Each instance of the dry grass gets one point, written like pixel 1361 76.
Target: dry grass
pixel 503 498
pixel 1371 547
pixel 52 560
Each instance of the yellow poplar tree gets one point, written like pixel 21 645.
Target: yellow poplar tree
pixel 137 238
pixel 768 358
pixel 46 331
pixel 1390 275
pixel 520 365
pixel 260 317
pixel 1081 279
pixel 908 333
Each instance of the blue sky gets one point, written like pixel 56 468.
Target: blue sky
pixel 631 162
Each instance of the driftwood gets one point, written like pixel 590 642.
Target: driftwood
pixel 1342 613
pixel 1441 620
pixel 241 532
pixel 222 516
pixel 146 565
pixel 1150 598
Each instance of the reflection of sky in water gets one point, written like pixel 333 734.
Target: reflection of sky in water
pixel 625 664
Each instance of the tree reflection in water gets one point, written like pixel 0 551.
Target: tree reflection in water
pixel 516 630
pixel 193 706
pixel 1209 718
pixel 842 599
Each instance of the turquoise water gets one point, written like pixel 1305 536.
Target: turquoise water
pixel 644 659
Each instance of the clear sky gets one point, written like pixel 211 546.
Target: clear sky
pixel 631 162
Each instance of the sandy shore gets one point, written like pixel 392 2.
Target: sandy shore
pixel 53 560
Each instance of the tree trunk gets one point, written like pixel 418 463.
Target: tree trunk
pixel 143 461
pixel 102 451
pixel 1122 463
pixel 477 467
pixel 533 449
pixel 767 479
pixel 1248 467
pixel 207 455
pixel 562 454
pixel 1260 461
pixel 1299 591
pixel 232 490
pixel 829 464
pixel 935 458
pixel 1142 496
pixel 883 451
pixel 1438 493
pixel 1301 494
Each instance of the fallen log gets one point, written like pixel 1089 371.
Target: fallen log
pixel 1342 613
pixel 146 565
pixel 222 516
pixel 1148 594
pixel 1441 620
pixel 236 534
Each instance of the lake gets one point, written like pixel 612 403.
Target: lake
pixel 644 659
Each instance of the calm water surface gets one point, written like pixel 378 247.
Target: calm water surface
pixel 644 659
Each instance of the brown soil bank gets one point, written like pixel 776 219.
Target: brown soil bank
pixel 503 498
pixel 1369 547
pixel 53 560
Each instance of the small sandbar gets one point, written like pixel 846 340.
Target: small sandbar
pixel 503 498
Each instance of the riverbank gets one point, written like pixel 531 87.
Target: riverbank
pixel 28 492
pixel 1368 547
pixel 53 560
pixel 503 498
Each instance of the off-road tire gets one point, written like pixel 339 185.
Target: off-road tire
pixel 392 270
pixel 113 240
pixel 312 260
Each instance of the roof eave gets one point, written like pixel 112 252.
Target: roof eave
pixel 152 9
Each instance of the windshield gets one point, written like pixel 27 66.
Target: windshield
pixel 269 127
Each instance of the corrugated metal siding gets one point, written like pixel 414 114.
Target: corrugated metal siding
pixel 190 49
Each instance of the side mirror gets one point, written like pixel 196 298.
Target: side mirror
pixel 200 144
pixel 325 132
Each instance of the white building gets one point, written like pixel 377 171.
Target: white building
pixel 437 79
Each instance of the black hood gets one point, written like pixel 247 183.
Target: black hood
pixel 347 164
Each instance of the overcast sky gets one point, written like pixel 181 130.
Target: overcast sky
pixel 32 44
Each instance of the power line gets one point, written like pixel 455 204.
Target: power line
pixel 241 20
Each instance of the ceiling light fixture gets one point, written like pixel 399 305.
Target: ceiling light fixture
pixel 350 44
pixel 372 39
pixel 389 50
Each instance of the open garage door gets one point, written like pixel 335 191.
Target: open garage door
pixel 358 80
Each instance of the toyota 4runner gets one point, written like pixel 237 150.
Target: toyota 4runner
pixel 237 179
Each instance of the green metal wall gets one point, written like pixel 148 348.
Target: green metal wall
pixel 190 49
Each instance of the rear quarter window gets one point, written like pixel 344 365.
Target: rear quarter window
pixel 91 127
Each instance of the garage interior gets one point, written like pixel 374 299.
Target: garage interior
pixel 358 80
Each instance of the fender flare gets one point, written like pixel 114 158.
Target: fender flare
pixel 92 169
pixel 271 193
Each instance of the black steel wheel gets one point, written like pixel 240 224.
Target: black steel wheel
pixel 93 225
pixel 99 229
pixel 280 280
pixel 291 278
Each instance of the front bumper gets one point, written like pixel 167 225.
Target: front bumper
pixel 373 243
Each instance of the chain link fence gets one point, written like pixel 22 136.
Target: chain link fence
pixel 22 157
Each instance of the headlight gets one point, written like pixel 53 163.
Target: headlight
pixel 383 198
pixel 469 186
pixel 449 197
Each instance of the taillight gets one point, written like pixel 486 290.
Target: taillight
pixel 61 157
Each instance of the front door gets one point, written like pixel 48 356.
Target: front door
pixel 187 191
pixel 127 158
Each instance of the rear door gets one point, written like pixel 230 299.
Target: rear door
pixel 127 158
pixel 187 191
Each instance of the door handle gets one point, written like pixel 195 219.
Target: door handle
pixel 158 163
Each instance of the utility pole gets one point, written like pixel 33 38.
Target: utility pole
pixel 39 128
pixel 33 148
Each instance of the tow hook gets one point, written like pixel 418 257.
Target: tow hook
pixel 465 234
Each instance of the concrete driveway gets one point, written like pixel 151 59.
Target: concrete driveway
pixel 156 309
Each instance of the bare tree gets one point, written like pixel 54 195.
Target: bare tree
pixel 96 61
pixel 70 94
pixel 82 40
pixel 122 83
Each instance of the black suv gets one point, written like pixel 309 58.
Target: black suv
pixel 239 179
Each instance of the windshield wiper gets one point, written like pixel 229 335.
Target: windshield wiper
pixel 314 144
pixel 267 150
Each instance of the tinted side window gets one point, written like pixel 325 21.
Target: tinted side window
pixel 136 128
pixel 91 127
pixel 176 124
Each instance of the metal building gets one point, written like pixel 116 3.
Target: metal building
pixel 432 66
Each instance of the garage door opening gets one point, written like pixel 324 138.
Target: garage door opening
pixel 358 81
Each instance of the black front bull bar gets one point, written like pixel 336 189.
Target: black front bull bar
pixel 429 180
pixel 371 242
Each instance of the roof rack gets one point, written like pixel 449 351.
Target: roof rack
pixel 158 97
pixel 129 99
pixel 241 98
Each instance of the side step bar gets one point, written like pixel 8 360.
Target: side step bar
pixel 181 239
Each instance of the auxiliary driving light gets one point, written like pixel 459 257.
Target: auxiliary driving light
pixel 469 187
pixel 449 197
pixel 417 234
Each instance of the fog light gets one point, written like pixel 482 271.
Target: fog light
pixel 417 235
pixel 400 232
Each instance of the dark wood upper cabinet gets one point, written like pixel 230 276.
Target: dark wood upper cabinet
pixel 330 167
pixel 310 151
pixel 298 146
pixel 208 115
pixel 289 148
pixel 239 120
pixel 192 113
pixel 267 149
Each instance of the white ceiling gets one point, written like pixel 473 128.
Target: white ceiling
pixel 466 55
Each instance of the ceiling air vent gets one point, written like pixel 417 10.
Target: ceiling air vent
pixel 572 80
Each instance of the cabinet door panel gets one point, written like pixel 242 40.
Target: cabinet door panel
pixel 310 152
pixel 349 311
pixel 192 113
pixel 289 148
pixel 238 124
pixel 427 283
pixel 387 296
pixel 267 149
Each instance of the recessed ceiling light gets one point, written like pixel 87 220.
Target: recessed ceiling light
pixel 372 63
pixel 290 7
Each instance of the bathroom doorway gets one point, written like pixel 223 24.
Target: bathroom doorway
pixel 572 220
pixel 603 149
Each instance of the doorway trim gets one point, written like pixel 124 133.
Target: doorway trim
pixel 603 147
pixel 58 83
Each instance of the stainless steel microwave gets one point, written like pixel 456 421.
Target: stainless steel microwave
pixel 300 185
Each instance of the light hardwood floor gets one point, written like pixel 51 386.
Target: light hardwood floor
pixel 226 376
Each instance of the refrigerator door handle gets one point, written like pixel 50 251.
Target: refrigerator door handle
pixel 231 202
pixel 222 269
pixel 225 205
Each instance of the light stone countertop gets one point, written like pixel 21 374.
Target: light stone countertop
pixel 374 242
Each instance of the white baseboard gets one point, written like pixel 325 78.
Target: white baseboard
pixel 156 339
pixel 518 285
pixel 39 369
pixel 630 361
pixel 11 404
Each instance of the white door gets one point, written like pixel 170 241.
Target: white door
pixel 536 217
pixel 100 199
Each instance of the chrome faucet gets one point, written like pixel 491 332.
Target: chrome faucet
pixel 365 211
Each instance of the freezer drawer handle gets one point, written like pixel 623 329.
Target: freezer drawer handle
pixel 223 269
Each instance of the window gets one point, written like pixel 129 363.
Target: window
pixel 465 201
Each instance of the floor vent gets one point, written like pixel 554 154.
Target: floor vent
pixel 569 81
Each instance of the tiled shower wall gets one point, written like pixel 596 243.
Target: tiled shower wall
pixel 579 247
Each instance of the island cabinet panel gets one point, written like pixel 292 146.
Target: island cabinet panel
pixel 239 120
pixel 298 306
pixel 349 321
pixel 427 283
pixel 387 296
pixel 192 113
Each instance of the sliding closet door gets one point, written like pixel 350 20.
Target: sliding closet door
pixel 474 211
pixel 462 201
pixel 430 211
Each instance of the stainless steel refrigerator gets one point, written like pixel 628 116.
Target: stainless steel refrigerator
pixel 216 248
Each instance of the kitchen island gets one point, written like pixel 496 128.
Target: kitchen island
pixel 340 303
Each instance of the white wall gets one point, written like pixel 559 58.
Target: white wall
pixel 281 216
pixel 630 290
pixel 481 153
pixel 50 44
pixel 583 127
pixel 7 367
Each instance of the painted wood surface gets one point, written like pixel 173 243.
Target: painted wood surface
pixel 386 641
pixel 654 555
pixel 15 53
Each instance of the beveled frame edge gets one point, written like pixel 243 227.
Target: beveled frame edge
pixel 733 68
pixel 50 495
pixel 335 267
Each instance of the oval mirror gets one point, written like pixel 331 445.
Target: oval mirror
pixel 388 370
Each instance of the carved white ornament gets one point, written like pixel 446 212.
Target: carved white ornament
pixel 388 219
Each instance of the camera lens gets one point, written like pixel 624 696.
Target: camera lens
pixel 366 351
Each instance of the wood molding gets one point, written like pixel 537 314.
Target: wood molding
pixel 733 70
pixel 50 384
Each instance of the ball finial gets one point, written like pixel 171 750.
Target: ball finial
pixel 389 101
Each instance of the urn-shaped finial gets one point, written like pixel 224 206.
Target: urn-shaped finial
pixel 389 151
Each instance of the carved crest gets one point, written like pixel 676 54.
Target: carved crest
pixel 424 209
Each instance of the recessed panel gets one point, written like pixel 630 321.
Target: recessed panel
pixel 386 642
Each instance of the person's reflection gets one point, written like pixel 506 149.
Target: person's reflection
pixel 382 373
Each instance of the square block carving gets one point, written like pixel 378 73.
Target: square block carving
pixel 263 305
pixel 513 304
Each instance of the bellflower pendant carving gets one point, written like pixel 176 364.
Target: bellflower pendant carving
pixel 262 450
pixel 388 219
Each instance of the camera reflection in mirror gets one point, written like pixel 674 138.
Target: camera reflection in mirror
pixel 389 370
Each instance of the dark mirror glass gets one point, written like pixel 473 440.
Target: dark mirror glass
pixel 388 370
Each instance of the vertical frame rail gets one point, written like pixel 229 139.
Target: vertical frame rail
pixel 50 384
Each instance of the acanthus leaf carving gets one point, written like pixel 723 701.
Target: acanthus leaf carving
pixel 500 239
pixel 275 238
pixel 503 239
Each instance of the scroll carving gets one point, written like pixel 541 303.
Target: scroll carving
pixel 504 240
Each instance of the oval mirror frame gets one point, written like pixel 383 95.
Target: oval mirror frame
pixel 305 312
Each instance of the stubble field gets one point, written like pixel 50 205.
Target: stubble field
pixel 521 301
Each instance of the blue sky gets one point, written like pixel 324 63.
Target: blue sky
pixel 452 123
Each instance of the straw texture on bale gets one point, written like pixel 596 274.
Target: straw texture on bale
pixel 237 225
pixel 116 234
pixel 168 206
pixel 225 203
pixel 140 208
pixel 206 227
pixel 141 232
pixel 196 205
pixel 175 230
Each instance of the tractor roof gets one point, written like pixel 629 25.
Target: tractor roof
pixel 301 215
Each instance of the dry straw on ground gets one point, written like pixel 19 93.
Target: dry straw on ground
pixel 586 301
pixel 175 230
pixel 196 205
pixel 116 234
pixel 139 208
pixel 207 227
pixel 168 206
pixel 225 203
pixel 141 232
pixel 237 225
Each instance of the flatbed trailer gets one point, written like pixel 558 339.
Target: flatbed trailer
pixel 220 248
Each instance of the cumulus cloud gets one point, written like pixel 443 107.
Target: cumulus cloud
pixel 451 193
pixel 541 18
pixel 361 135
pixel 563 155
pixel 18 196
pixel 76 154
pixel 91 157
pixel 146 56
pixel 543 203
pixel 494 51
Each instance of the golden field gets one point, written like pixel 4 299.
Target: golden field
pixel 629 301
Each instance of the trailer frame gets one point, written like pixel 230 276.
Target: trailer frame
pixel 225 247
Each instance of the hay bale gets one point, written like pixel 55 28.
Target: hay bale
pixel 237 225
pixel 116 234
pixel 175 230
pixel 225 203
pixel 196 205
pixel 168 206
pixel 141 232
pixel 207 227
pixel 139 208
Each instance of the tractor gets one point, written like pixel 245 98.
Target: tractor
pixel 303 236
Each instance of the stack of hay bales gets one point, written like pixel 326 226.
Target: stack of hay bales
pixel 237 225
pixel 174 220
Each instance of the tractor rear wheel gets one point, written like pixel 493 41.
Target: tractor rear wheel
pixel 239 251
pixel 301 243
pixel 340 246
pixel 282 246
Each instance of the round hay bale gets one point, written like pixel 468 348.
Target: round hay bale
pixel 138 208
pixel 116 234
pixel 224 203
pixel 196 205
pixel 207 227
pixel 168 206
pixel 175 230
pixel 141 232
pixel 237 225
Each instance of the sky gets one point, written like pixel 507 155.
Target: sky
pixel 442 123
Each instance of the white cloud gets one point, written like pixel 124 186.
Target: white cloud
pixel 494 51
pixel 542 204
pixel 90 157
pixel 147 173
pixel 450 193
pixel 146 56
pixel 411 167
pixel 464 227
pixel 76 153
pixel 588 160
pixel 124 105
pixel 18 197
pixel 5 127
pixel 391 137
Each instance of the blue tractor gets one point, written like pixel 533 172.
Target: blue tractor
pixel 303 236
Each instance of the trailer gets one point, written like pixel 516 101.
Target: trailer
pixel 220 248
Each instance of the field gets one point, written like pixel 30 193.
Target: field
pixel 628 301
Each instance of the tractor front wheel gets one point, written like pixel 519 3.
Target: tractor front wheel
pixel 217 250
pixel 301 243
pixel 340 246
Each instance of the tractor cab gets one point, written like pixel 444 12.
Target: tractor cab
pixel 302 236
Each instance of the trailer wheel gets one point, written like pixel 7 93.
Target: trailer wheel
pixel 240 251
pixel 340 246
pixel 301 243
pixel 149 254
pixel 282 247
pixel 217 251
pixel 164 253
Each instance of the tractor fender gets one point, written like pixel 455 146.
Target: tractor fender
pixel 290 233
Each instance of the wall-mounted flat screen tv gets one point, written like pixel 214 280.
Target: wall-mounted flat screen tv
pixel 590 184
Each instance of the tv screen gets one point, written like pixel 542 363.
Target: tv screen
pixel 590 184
+ + +
▶ The task:
Above are the records; from them, give again exactly the lines from the one containing "Each instance of the garage interior" to the one containing "Each instance of the black steel", both lines included, and nothing more.

▶ Task output:
Each instance of the garage interior gets one point, written like pixel 374 299.
Target: garage interior
pixel 358 80
Each instance of the fender flare gets one point, written like pixel 114 158.
Target: fender flare
pixel 92 169
pixel 271 193
Each instance of the black steel wheel gets one point, written like pixel 240 224.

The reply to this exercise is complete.